#### Your assignment
Return each line of the entries that holds the string "below".

#### Records for processing
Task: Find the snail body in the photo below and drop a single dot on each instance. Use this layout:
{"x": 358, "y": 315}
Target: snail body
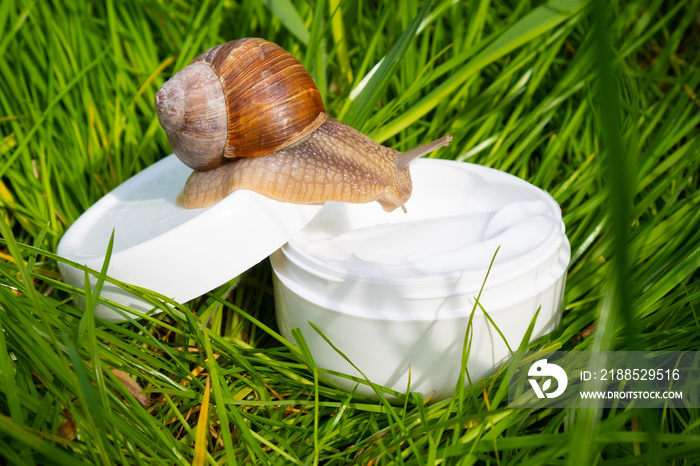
{"x": 247, "y": 115}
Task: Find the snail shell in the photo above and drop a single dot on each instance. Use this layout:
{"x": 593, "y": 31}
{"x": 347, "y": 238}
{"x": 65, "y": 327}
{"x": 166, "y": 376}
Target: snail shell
{"x": 247, "y": 115}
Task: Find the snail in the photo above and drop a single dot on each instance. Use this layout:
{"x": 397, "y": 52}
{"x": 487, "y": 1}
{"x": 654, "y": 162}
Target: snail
{"x": 247, "y": 115}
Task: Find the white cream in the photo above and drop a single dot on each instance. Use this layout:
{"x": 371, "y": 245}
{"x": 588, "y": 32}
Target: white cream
{"x": 439, "y": 235}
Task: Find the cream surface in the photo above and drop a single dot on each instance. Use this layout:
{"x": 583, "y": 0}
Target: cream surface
{"x": 440, "y": 234}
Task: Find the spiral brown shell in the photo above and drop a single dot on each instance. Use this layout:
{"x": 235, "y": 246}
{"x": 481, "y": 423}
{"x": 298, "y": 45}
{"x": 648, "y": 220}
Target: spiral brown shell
{"x": 245, "y": 98}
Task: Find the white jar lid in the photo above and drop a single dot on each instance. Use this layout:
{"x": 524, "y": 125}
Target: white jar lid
{"x": 180, "y": 253}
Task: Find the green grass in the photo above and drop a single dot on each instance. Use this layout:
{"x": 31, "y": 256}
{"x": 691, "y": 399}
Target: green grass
{"x": 524, "y": 87}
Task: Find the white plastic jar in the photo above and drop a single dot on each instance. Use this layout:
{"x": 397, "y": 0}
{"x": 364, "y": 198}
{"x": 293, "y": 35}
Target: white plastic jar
{"x": 392, "y": 291}
{"x": 395, "y": 292}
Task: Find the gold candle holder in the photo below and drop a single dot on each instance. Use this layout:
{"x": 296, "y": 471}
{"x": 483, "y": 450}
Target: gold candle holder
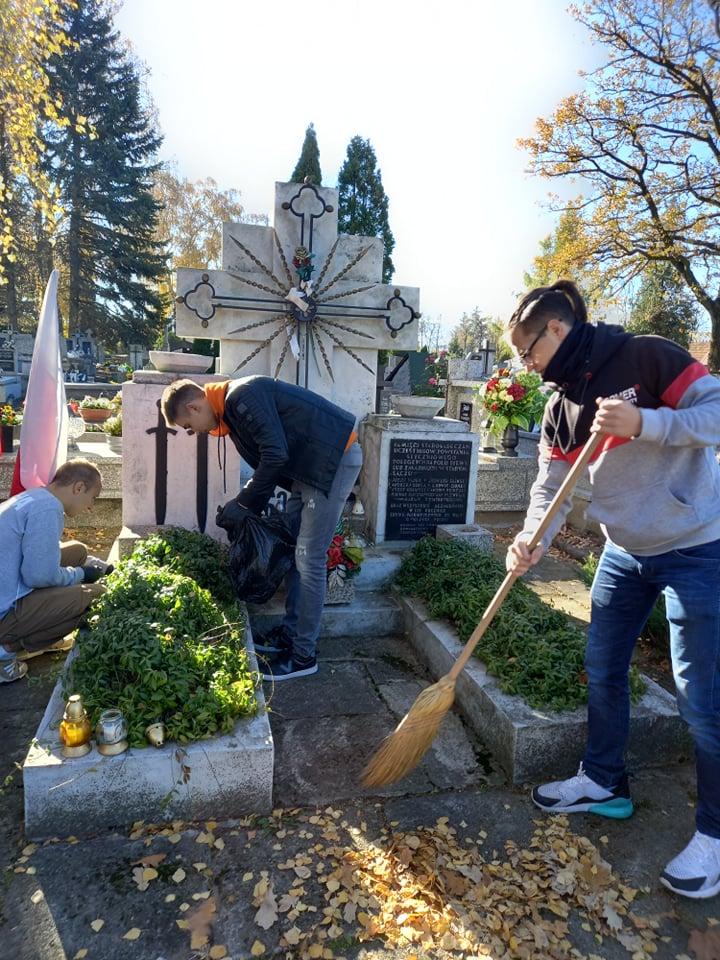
{"x": 75, "y": 729}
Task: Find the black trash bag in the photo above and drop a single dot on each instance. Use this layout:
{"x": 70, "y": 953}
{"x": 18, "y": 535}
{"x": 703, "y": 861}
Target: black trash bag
{"x": 262, "y": 549}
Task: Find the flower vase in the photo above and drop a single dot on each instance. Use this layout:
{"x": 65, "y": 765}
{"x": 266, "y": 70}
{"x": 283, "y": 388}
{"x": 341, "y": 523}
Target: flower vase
{"x": 7, "y": 436}
{"x": 340, "y": 591}
{"x": 487, "y": 437}
{"x": 509, "y": 441}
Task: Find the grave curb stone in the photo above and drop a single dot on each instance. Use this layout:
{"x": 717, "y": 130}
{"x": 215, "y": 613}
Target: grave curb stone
{"x": 534, "y": 744}
{"x": 231, "y": 776}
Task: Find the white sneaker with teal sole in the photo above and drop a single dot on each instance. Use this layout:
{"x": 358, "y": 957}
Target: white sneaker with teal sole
{"x": 695, "y": 872}
{"x": 580, "y": 794}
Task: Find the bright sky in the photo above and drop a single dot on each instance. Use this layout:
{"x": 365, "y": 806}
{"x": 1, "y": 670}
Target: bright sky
{"x": 442, "y": 90}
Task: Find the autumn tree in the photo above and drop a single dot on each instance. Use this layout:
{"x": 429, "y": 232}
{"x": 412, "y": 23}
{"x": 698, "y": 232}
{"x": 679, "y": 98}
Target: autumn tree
{"x": 108, "y": 242}
{"x": 31, "y": 32}
{"x": 190, "y": 218}
{"x": 469, "y": 333}
{"x": 643, "y": 140}
{"x": 565, "y": 254}
{"x": 308, "y": 164}
{"x": 362, "y": 201}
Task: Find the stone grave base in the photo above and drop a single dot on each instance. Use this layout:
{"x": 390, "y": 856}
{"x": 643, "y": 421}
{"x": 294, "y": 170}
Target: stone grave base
{"x": 531, "y": 744}
{"x": 229, "y": 776}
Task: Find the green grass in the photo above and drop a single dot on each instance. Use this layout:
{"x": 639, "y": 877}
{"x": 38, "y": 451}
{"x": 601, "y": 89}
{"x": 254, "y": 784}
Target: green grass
{"x": 534, "y": 650}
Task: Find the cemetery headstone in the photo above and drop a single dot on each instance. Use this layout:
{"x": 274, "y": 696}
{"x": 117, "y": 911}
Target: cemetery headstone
{"x": 299, "y": 302}
{"x": 418, "y": 474}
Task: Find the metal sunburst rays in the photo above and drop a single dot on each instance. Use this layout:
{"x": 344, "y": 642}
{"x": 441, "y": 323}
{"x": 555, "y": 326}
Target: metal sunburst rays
{"x": 299, "y": 295}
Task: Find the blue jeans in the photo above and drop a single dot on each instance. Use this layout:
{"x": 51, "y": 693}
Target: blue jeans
{"x": 623, "y": 593}
{"x": 307, "y": 581}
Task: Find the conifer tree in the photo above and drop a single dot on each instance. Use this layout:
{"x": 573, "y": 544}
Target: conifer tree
{"x": 309, "y": 163}
{"x": 363, "y": 203}
{"x": 664, "y": 306}
{"x": 112, "y": 260}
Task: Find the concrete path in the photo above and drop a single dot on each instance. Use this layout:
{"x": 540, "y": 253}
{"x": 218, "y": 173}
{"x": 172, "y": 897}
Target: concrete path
{"x": 325, "y": 728}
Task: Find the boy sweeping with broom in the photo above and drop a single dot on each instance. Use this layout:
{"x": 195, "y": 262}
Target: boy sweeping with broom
{"x": 656, "y": 493}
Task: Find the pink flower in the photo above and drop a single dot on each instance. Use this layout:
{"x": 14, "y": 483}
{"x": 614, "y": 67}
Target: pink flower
{"x": 516, "y": 391}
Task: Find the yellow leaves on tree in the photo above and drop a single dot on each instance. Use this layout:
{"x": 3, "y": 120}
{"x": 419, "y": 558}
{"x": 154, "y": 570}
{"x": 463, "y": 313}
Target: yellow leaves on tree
{"x": 642, "y": 143}
{"x": 32, "y": 32}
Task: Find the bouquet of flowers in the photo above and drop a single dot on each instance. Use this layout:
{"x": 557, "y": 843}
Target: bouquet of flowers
{"x": 9, "y": 416}
{"x": 344, "y": 557}
{"x": 512, "y": 399}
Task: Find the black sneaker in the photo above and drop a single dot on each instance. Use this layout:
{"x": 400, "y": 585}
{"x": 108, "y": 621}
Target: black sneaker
{"x": 277, "y": 640}
{"x": 288, "y": 667}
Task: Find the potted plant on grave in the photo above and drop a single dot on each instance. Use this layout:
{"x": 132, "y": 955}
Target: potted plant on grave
{"x": 113, "y": 432}
{"x": 95, "y": 409}
{"x": 511, "y": 401}
{"x": 9, "y": 419}
{"x": 344, "y": 559}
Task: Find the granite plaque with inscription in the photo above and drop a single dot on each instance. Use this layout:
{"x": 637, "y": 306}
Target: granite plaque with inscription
{"x": 427, "y": 485}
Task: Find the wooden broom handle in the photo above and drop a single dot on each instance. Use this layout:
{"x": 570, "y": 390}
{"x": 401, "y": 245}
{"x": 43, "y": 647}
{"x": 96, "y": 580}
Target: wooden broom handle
{"x": 566, "y": 487}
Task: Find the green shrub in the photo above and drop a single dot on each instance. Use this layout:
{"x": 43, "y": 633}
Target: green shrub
{"x": 113, "y": 426}
{"x": 534, "y": 651}
{"x": 192, "y": 554}
{"x": 160, "y": 646}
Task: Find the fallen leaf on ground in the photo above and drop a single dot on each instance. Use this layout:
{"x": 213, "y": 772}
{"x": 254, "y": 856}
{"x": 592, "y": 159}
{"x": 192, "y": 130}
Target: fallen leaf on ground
{"x": 153, "y": 860}
{"x": 705, "y": 944}
{"x": 292, "y": 936}
{"x": 267, "y": 914}
{"x": 200, "y": 924}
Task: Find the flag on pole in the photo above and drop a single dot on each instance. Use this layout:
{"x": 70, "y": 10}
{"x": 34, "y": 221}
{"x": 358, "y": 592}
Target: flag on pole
{"x": 43, "y": 434}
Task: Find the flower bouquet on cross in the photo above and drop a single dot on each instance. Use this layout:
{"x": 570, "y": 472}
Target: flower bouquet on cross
{"x": 344, "y": 560}
{"x": 9, "y": 419}
{"x": 9, "y": 416}
{"x": 512, "y": 400}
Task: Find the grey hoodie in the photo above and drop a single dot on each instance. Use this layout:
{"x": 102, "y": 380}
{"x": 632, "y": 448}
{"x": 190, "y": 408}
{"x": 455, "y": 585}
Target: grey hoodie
{"x": 660, "y": 491}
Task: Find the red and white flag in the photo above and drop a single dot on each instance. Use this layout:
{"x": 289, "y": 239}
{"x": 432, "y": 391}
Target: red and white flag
{"x": 43, "y": 434}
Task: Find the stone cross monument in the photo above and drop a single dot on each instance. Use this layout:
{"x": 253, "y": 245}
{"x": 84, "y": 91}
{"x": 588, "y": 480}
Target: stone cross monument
{"x": 298, "y": 302}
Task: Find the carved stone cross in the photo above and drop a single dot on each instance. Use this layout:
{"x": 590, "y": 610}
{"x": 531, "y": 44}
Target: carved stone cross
{"x": 298, "y": 302}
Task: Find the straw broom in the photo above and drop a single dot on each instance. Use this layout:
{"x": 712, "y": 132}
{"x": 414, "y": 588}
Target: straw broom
{"x": 403, "y": 749}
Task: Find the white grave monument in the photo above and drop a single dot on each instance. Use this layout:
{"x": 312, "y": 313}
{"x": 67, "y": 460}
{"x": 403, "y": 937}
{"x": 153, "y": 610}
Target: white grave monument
{"x": 294, "y": 301}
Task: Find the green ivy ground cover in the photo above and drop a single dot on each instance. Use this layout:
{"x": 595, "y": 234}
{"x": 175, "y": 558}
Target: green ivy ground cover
{"x": 534, "y": 650}
{"x": 167, "y": 642}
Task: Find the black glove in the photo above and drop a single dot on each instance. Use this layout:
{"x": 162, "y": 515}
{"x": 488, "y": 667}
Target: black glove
{"x": 94, "y": 568}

#### Solution to the problem
Task: Find the snail body in the photo below and drop a single dot on each instance. Use this layout:
Task: Find the gold candle holder in the photo below and drop a single dot on each instance. Use this layout:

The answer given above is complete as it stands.